+++ Data in this exercise

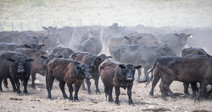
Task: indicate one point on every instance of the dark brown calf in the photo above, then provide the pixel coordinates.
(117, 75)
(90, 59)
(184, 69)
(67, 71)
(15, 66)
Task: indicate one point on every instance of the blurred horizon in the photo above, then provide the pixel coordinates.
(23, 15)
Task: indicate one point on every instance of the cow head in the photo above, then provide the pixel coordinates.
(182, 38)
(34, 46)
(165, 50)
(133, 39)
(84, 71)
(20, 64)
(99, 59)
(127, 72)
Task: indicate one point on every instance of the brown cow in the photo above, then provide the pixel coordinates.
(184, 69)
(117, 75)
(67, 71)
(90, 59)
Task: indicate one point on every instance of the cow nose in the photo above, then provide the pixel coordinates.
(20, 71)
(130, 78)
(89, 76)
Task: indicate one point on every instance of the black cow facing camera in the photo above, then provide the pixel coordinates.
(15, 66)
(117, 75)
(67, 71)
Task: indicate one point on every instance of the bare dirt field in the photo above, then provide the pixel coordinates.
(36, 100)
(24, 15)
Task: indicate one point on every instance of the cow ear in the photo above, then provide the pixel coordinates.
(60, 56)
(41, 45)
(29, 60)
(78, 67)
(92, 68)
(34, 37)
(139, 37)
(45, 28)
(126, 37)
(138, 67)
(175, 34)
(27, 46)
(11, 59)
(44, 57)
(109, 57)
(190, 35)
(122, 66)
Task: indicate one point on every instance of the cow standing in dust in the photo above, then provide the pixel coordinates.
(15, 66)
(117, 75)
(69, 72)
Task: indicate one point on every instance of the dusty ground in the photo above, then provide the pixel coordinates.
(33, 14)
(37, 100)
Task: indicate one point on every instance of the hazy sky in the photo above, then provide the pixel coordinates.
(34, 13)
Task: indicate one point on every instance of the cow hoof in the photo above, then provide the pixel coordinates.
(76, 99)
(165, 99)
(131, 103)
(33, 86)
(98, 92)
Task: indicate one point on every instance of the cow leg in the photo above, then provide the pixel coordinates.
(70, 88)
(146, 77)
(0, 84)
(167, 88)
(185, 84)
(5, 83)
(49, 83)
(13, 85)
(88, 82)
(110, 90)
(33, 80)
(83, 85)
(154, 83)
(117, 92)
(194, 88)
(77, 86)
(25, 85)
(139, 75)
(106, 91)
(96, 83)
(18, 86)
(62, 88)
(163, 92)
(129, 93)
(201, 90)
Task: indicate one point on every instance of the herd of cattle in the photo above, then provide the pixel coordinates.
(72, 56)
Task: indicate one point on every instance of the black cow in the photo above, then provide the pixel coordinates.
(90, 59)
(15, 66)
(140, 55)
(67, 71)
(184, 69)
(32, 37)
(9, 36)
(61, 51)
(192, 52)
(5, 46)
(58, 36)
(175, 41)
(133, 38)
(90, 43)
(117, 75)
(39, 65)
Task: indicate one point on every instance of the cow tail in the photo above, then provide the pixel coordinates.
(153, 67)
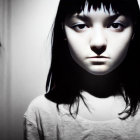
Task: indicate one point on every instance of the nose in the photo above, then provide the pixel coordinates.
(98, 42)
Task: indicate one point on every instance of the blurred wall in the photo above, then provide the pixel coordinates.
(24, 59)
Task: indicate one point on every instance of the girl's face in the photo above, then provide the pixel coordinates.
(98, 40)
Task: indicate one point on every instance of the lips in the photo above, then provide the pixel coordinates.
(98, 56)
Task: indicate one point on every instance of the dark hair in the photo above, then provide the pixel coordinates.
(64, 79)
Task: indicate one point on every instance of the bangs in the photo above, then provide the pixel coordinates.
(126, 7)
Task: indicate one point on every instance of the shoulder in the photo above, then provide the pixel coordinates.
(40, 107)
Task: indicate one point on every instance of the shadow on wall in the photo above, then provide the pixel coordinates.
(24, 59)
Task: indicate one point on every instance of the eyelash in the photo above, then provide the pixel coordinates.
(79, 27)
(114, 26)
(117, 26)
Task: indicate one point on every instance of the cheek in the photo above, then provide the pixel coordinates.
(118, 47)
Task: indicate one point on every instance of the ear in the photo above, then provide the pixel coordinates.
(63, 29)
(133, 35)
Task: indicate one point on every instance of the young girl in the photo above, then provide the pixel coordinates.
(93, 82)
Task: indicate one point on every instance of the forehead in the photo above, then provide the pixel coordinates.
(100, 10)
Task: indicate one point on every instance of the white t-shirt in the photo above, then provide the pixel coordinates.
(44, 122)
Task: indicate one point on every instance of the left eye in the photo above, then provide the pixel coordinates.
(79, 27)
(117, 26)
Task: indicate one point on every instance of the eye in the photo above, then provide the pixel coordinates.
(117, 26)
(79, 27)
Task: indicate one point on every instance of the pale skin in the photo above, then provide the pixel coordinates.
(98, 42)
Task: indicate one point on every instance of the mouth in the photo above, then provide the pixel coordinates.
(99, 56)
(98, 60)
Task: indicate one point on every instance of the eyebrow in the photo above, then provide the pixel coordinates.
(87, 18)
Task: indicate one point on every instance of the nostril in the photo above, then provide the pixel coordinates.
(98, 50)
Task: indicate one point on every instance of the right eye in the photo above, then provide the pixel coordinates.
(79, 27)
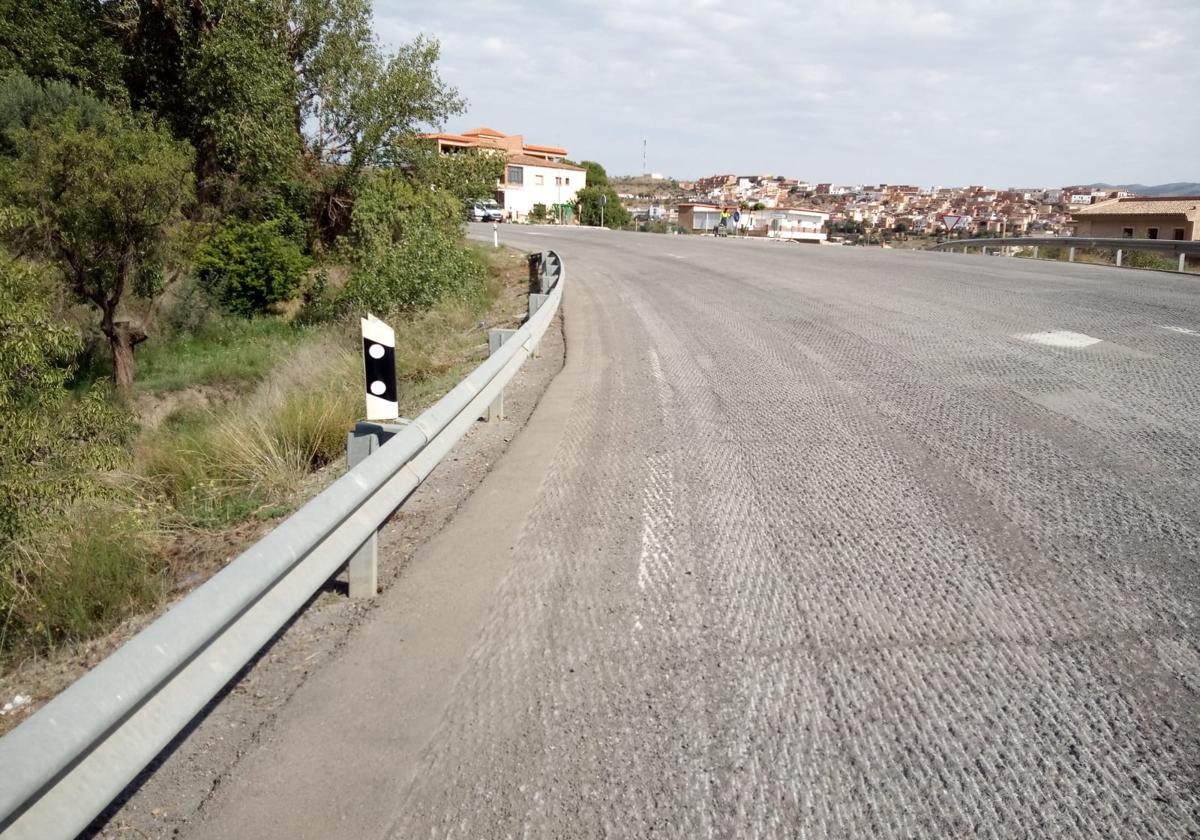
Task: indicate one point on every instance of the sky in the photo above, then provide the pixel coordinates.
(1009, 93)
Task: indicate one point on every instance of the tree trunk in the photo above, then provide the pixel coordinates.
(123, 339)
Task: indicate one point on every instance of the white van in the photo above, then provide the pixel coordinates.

++++++
+++ Data in this exercise

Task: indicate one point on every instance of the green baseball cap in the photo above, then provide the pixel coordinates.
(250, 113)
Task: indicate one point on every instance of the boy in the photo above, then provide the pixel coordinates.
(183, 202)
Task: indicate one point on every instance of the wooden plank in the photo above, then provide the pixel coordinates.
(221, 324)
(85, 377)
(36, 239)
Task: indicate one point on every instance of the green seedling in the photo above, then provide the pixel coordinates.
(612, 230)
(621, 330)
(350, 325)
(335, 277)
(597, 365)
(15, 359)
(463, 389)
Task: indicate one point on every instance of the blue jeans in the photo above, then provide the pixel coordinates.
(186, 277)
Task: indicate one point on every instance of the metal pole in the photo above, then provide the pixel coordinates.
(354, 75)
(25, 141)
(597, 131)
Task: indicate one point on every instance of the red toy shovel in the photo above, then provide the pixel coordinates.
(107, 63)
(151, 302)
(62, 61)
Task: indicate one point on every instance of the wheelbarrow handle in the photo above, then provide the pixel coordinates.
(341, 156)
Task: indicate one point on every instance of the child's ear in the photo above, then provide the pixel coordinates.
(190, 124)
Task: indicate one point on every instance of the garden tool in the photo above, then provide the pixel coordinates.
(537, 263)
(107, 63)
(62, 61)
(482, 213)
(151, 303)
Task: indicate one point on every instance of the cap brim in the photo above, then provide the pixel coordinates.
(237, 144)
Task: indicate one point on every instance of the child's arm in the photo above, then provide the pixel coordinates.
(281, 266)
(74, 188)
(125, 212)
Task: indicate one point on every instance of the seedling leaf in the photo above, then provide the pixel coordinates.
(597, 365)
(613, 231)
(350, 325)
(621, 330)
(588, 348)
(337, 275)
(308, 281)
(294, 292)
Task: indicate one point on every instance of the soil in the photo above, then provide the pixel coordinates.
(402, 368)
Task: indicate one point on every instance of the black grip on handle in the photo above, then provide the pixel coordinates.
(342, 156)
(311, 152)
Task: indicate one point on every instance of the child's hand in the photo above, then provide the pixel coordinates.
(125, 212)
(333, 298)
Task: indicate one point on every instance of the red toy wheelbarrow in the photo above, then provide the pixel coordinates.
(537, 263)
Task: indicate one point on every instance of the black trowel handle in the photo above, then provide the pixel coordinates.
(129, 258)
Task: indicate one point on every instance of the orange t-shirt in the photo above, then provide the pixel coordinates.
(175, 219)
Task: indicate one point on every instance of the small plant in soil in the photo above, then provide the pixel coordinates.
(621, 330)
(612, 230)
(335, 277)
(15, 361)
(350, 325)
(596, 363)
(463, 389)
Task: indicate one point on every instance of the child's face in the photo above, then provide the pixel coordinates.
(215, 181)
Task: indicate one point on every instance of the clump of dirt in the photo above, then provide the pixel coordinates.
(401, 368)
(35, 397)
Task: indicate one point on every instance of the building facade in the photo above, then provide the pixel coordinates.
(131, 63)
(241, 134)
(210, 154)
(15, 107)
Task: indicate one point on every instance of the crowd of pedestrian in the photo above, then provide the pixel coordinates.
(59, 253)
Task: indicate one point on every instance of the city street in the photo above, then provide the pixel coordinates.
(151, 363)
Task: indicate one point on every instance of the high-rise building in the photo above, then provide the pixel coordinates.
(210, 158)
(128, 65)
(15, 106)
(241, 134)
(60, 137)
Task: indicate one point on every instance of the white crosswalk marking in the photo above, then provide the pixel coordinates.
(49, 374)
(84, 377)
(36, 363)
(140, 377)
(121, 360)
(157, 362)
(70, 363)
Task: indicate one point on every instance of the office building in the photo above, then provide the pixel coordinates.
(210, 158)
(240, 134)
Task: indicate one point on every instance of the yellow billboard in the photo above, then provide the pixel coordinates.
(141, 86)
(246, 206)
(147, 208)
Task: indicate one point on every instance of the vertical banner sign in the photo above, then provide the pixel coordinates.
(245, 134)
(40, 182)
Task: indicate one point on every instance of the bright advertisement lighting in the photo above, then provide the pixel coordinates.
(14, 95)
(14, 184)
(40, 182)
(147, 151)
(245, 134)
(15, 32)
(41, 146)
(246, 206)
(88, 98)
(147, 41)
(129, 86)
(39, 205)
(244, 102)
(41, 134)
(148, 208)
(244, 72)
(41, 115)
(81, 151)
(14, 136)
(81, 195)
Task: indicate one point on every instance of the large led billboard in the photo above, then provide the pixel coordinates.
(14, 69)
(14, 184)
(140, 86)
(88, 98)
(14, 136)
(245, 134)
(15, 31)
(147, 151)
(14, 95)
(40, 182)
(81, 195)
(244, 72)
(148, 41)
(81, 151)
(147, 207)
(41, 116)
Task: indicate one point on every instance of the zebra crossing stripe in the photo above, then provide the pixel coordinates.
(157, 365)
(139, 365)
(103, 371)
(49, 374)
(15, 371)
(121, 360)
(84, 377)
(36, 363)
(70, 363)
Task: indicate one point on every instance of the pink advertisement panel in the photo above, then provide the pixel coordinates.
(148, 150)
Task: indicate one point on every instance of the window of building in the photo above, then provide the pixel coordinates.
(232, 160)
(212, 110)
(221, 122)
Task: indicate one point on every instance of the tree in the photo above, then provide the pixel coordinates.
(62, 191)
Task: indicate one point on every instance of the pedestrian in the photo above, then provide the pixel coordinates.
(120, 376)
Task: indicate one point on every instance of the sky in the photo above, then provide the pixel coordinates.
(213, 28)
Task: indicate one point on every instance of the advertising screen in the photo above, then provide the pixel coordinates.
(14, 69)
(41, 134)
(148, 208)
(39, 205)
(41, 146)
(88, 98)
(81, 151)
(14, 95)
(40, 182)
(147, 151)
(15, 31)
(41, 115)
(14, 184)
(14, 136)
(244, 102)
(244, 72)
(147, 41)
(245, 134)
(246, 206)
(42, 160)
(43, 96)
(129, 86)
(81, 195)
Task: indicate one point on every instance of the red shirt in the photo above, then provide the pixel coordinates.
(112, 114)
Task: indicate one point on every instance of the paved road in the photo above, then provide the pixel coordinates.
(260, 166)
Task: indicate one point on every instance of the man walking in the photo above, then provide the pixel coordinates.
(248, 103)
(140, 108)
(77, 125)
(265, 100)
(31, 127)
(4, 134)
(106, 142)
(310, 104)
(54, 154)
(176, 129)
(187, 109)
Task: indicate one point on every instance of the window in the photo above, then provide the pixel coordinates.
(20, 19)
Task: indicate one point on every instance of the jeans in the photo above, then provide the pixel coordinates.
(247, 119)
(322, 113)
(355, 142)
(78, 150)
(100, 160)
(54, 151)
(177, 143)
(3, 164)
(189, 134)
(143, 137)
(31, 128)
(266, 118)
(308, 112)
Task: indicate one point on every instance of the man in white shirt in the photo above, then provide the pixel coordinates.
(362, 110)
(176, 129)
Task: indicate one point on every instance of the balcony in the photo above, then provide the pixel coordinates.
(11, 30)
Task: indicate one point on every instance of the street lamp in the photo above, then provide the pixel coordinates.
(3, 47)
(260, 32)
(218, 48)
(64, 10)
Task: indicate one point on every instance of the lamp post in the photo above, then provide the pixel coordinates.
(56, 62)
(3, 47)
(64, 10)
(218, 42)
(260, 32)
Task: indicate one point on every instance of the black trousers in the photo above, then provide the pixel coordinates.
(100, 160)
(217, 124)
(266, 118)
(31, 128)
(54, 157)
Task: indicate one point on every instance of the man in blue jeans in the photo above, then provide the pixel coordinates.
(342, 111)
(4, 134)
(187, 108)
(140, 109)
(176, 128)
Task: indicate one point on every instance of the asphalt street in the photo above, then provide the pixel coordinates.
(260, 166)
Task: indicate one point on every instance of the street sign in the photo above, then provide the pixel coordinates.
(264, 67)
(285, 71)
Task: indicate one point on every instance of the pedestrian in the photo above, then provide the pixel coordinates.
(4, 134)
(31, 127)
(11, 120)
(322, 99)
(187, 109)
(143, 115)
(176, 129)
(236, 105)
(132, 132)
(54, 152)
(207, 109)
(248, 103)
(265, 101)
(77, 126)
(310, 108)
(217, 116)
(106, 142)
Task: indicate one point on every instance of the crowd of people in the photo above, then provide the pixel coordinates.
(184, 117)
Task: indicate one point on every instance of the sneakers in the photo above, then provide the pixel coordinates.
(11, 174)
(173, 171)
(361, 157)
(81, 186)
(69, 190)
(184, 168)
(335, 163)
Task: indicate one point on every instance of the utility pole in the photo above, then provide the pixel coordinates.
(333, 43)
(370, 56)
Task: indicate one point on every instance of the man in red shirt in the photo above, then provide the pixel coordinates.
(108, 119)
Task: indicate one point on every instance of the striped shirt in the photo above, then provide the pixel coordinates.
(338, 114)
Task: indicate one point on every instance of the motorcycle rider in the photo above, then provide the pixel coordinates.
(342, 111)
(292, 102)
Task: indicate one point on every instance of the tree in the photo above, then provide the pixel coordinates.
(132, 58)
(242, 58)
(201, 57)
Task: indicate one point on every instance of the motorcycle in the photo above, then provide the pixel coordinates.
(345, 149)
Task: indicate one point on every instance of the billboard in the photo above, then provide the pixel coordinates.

++++++
+++ Data in this exercise

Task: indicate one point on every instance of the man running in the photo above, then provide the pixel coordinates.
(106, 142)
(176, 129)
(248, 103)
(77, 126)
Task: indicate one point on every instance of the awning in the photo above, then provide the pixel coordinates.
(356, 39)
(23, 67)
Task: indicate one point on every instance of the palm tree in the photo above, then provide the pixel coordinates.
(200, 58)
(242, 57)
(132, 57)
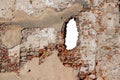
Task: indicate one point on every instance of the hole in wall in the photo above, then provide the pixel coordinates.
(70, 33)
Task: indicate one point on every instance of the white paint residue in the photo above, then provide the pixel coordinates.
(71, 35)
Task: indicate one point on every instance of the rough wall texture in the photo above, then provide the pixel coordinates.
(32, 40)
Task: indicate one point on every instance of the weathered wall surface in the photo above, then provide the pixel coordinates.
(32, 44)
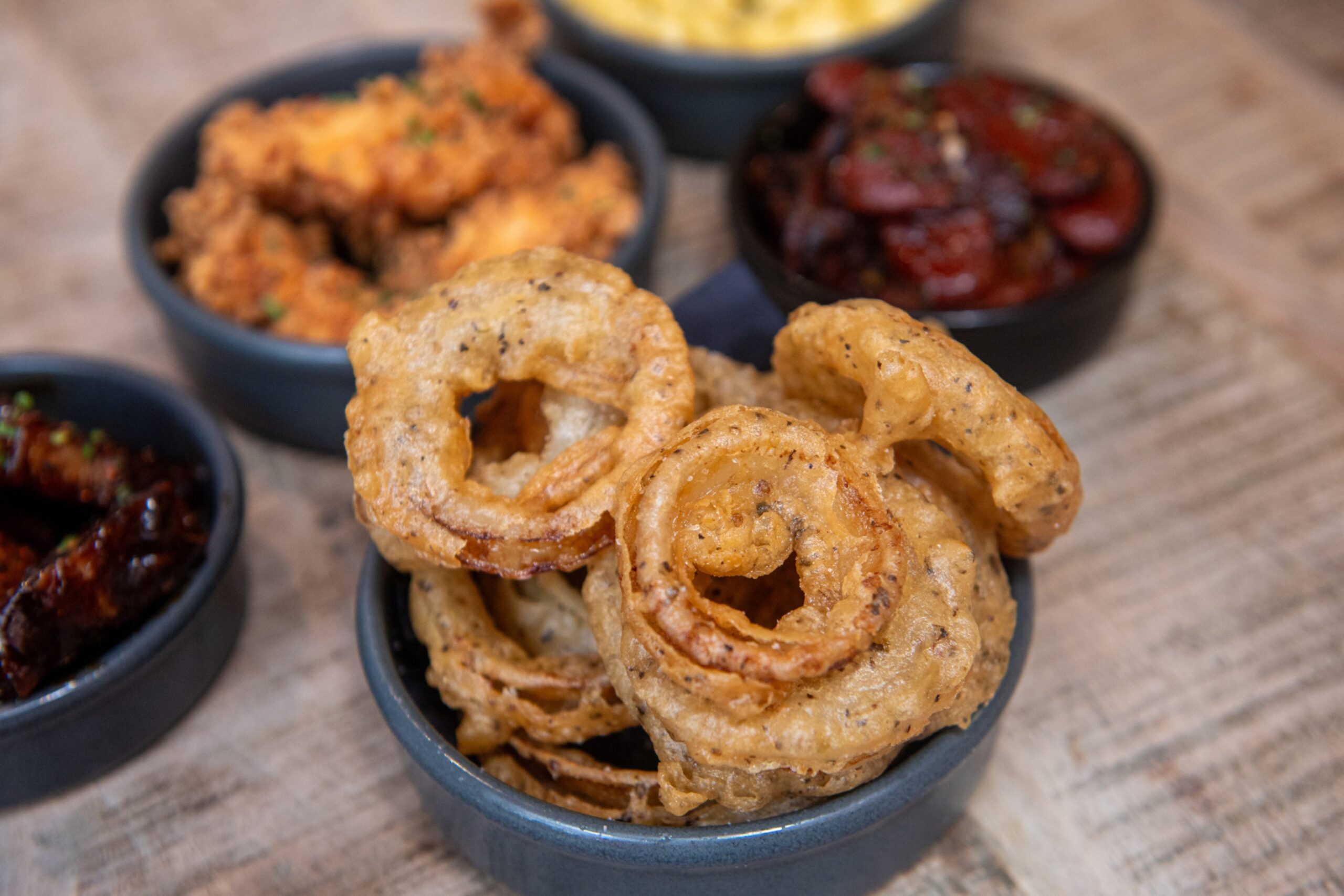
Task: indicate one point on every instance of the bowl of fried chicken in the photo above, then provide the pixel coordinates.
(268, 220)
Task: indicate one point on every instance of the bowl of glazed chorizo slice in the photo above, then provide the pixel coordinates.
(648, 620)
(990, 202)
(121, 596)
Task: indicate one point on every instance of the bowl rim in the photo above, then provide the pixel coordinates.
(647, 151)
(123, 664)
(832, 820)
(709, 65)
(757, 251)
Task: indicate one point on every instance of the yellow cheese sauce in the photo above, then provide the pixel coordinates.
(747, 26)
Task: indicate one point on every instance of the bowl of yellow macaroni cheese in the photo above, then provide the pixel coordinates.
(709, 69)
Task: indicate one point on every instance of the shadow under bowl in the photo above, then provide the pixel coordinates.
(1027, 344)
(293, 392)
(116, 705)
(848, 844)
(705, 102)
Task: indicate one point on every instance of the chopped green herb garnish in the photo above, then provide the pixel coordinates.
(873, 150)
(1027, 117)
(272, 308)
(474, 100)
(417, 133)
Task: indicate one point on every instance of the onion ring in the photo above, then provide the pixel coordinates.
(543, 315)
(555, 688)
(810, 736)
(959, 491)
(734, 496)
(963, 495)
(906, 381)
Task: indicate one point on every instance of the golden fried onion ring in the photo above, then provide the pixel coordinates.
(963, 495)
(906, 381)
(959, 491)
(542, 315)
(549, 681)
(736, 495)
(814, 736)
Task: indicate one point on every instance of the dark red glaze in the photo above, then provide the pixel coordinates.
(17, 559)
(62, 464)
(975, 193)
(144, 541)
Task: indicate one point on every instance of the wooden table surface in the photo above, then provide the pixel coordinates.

++++++

» Exercise details:
Could you return exactly the lines above from the line with "Task: indicate one point on every instance of the motorcycle in" to the line with "Task: indicate one point on every instance of the billboard", both included, and nothing else?

» Response to this exercise:
Task: indicate one point on every instance of the motorcycle in the photo above, then provide the pixel coordinates.
(345, 149)
Task: indicate one point on every instance of the billboard in the photo above, then provide the pixel coordinates.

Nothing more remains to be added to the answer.